**WHAT IS ASKED:**
How many lines in the entries below contain the string "branch" with matching case? Reply with the number only.

### INPUT

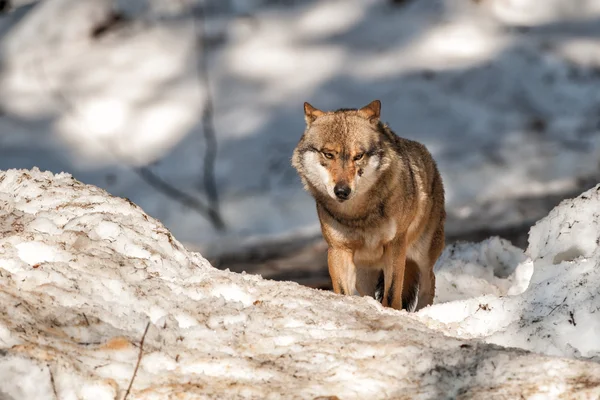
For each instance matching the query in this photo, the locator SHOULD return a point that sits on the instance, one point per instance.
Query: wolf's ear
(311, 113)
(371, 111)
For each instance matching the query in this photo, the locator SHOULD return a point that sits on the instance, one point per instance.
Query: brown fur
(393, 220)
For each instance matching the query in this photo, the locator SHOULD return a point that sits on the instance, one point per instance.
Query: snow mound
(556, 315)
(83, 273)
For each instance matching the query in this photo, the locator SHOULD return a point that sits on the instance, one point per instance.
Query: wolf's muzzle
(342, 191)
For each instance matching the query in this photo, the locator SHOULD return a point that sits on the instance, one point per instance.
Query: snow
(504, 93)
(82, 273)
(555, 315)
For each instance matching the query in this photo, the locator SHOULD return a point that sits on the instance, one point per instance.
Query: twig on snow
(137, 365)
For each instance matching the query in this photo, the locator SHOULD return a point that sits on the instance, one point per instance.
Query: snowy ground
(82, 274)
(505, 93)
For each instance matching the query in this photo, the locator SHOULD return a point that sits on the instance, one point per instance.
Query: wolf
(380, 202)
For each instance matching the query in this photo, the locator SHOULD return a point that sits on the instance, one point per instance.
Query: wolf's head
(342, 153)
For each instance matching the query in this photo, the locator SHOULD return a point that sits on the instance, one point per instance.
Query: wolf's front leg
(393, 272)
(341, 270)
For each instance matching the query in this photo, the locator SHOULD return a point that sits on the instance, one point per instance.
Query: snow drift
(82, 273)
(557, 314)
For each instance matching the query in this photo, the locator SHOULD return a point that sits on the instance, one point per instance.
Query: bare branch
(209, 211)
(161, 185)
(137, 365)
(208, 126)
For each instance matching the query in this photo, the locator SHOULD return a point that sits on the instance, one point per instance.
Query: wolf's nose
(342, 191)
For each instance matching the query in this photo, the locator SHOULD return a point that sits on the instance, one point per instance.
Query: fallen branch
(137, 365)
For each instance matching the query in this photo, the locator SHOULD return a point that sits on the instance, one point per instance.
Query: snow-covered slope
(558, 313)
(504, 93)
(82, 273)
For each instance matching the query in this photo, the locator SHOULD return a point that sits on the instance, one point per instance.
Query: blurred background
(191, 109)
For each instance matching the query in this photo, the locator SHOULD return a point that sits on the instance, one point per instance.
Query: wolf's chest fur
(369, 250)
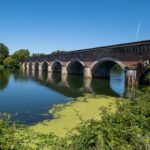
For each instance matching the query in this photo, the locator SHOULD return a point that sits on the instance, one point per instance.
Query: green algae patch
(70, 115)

######
### INPUT

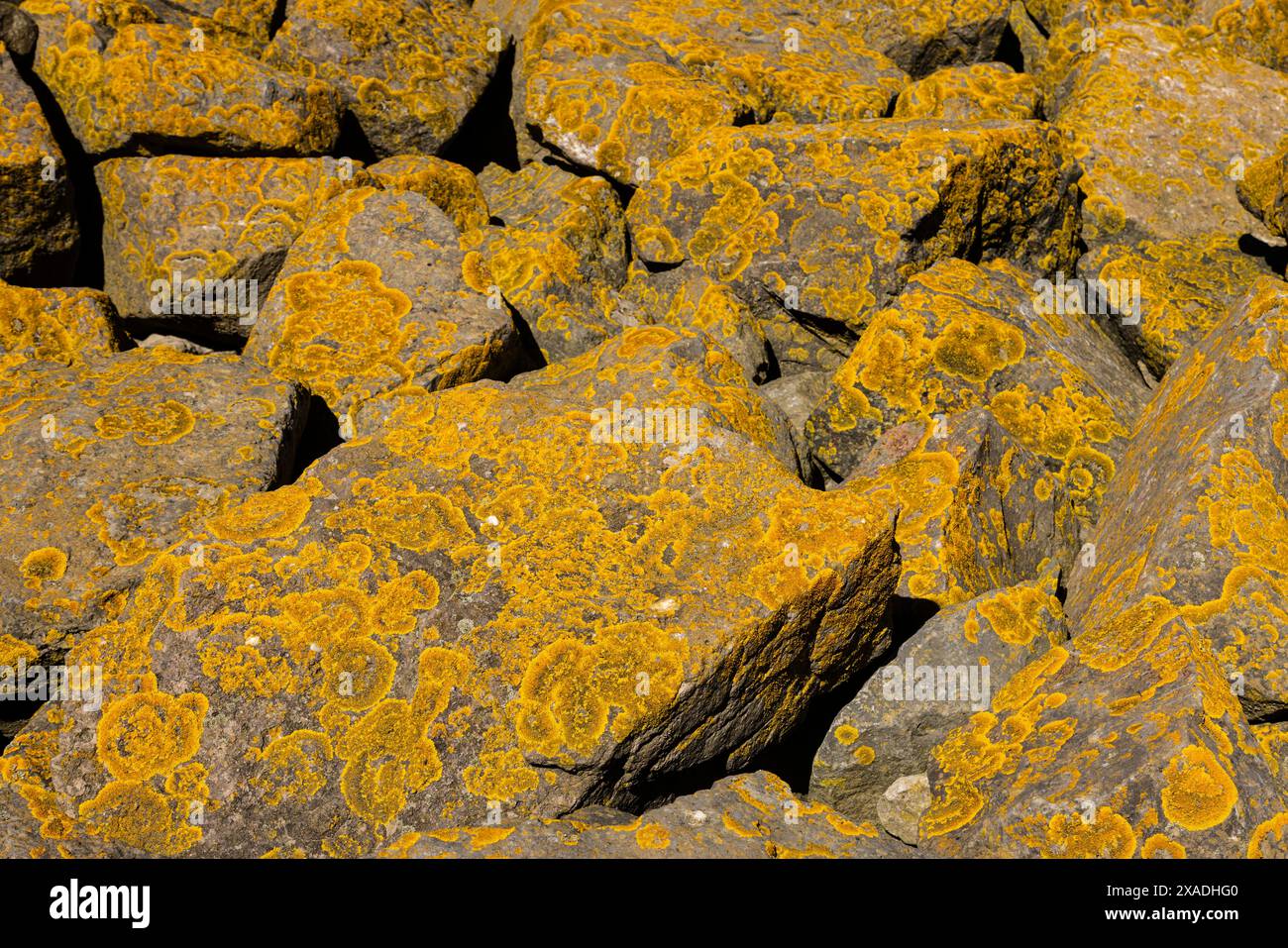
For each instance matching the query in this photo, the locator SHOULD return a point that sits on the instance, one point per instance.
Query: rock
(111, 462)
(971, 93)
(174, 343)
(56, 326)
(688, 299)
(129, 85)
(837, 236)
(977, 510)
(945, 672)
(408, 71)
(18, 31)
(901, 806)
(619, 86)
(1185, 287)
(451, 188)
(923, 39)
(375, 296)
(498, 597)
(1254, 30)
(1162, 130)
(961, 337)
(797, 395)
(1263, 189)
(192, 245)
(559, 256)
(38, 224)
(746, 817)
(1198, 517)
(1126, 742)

######

**THE COMPLETED TASK:**
2